Task brief
Print out each entry below exactly; do not carry over any image.

(Data for review Opens)

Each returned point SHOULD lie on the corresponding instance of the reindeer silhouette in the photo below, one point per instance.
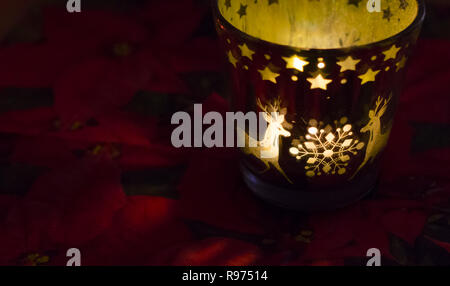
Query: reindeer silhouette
(377, 140)
(267, 150)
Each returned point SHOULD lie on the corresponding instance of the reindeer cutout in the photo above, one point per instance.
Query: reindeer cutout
(267, 150)
(377, 140)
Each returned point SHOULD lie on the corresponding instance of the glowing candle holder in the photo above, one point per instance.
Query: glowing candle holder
(328, 75)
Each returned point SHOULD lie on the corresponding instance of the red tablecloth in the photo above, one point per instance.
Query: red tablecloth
(86, 160)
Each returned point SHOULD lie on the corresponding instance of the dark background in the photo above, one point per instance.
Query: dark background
(86, 161)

(Data for review Closes)

Exercise answer
Each returned point SHOULD lie on the corresponding instance of the reindeer silhouette in the photo below, one point per instance.
Query: reindeer silhouette
(377, 140)
(267, 150)
Each returned point SHOULD lie on the corresponding instance of the reindeer cutout in the photo above, one point per instance.
Query: reindeer cutout
(267, 150)
(377, 140)
Each returned point SHOULD lie on the corresponding instance of the glowing candle holder in the photo above, one point per instance.
Query: glowing candle holder
(328, 75)
Each returned point SHOULD lie on the corresponding instance of the red tablecloth in the photo above, one point per instance.
Query: red tablecloth
(86, 160)
Each returned point SHOULD lie on the corresponding instance of the dark background in the photo above, one point per instance.
Query: dark background
(86, 161)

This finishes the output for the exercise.